▶ **PROVIDED TEXT**
Segment Open

Function and expression of ryanodine receptors and inositol 1,4,5-trisphosphate receptors in smooth muscle cells of murine feed arteries and arterioles

We tested the hypothesis that vasomotor control is differentially regulated between feed arteries and downstream arterioles from the cremaster muscle of C57BL/6 mice. In isolated pressurized arteries, confocal Ca2+ imaging of smooth muscle cells (SMCs) revealed Ca2+ sparks and Ca2+ waves. Ryanodine receptor (RyR) antagonists (ryanodine and tetracaine) inhibited both sparks and waves but increased global Ca2+ and myogenic tone. In arterioles, SMCs exhibited only Ca2+ waves thatwere insensitive to ryanodine or tetracaine. Pharmacological interventions indicated that RyRs are functionally coupled to large-conductance, Ca2+-activated K+ channels (BKCa) in SMCs of arteries, whereas BKCa appear functionally coupled to voltage-gated Ca2+ channels in SMCs of arterioles. Inositol 1,4,5-trisphosphate receptor (IP3R) antagonists (xestospongin D or 2-aminoethoxydiphenyl borate) or a phospholipase C inhibitor (U73122) attenuated Ca2+ waves, global Ca2+ and myogenic tone in arteries and arterioles but had no effect on arterial sparks. Real-time PCR of isolated SMCs revealed RyR2 as the most abundant isoform transcript; arteries expressed twice the RyR2 but only 65% the RyR3 of arterioles and neither vessel expressed RyR1. Immunofluorescent localisation of RyR protein indicated bright, clustered staining of arterial SMCs in contrast to diffuse staining in arteriolar SMCs. Expression of IP3R transcripts and protein immunofluorescence were similar in SMCs of both vessels with IP3R1>> IP3R2> IP3R3. Despite similar expression of IP3Rs and dependence of Ca2+ waves on IP3Rs, these data illustrate pronounced regional heterogeneity in function and expression of RyRs between SMCs of the same vascular resistance network. We conclude that vasomotor control is differentially regulated in feed arteries vs. downstream arterioles.

Segment Closed

▶ **GIVEN RECORDS**
Segment Open

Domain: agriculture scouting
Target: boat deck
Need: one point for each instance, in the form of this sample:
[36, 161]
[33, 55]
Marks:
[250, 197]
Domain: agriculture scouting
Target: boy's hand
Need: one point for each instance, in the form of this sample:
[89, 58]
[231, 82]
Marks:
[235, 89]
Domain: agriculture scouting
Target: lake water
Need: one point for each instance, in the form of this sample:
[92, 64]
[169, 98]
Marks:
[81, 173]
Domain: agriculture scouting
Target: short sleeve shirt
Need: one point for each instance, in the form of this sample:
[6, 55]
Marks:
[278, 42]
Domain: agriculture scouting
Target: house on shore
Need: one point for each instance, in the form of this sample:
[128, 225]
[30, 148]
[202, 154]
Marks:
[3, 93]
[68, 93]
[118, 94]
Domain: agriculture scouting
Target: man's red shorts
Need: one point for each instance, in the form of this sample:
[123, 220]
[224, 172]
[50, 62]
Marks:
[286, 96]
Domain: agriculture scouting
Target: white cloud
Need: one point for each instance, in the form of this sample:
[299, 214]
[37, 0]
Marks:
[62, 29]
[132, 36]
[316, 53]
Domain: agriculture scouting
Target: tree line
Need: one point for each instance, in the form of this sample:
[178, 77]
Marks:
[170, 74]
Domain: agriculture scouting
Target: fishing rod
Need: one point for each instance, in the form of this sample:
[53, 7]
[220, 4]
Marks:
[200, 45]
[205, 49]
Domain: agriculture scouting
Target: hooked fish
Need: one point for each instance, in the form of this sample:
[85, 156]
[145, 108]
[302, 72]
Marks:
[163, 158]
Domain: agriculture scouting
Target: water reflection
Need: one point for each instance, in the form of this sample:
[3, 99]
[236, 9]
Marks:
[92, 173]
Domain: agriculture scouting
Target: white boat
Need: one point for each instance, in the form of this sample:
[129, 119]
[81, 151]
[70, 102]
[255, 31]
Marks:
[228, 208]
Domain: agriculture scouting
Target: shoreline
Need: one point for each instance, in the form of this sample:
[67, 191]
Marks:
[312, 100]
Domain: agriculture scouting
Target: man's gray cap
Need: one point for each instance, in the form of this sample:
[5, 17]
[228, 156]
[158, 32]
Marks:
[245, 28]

Segment Closed

▶ **TASK BRIEF**
According to the smooth muscle abstract, which ryanodine receptor isoform was the most abundant transcript in the isolated smooth muscle cells? The records have nothing to do with the smooth muscle abstract.

▶ **COMPLETED EXERCISE**
RyR2